Москва / Modern Moscow. История культуры в рассказах и диалогах (Волков) - страница 142

.

Смерть жены, по мнению Хлевнюка, Сталина потрясла. Позднее он говорил родственникам, что она его “искалечила на всю жизнь”. В газетных сообщениях о самоубийстве не было, разумеется, ни слова; говорилось лишь, что Аллилуева “внезапно скончалась”. Но похороны были публичными и торжественными. В газетах появились многочисленные соболезнования, в том числе и от писателей.

Под коллективным писательским письмом, подписанным тридцатью тремя ведущими литературными деятелями, опубликованным в “Литературной газете” и выдержанным в чугунно-официозном стиле, была помещена отдельная приписка Пастернака, настолько необычная, что ее надо привести полностью: “Присоединяюсь к чувству товарищей. Накануне глубоко и упорно думал о Сталине; как художник – впервые. Утром прочел известие. Потрясен так, точно был рядом, жил и видел”.

Все в этой приписке удивительно, как удивителен был и сам Пастернак. Последняя фраза – это, в сущности, выжимка или же сжатый черновик целого лирического стихотворения “в стиле Пастернака”: о поэте, незримо присутствующем при самоубийстве молодой женщины, жены вождя.

**Условие задания:**
Перепишите фрагмент текста о приписке Пастернака: начните со слов «Все в этой приписке» и закончите словами «женщины, жены вождя.». При этом замените «черновик» на «набросок».

**Представленный материал:**
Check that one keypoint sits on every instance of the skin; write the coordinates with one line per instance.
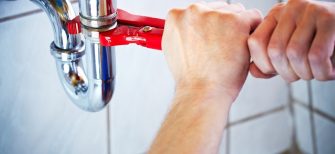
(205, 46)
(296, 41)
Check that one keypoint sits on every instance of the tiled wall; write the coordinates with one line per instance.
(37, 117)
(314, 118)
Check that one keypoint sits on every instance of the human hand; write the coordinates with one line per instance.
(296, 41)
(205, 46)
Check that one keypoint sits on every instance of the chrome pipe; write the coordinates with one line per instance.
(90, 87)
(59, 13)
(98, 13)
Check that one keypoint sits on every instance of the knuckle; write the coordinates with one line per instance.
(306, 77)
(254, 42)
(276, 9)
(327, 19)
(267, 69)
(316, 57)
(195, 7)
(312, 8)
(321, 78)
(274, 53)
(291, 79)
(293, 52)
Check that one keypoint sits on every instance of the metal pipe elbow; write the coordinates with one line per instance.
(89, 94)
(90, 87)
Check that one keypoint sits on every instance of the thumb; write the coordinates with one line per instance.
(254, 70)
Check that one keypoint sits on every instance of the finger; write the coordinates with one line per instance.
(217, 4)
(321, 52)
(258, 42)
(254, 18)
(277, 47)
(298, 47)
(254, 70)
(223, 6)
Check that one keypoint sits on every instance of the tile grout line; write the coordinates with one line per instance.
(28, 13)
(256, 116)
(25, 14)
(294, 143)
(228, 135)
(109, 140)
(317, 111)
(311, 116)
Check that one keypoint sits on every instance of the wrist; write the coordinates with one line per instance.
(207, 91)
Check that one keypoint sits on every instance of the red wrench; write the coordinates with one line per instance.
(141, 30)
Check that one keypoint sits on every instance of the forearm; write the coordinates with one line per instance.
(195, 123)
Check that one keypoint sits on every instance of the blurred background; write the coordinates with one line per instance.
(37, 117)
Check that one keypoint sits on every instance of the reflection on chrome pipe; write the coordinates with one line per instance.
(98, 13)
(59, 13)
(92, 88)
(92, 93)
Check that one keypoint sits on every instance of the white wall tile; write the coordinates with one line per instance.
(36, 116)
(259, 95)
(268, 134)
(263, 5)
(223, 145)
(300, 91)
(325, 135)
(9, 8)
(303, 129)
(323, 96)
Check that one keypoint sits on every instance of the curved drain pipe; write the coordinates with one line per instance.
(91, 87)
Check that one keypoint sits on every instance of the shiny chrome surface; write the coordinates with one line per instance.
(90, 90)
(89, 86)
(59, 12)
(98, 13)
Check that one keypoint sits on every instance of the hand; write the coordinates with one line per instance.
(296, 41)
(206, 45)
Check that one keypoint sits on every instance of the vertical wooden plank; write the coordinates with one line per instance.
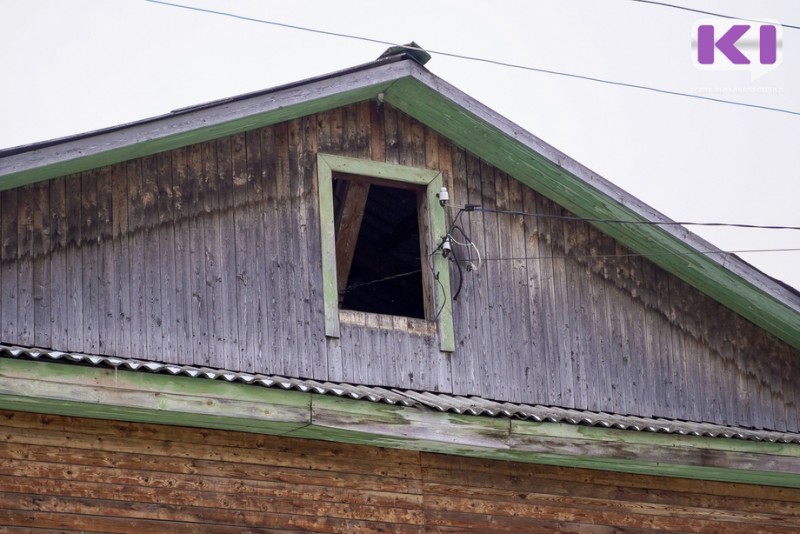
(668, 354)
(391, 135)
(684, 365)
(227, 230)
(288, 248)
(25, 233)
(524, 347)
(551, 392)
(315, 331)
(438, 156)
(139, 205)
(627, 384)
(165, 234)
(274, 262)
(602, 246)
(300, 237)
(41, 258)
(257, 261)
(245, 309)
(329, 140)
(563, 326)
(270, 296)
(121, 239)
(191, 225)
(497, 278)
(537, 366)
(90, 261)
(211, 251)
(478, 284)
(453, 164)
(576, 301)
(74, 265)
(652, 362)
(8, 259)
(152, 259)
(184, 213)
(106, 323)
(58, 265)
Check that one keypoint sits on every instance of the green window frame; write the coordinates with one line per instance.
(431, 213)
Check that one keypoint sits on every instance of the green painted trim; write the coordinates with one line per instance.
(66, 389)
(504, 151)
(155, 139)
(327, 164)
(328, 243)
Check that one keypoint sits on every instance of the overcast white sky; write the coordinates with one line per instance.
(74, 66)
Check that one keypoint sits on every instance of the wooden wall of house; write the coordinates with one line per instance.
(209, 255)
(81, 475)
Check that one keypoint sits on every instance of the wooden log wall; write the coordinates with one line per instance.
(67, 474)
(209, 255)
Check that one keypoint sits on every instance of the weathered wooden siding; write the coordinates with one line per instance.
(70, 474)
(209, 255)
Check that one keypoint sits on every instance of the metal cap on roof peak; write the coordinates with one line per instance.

**Ответ на задание:**
Все в этой приписке удивительно, как удивителен был и сам Пастернак. Последняя фраза – это, в сущности, выжимка или же сжатый набросок целого лирического стихотворения “в стиле Пастернака”: о поэте, незримо присутствующем при самоубийстве молодой женщины, жены вождя.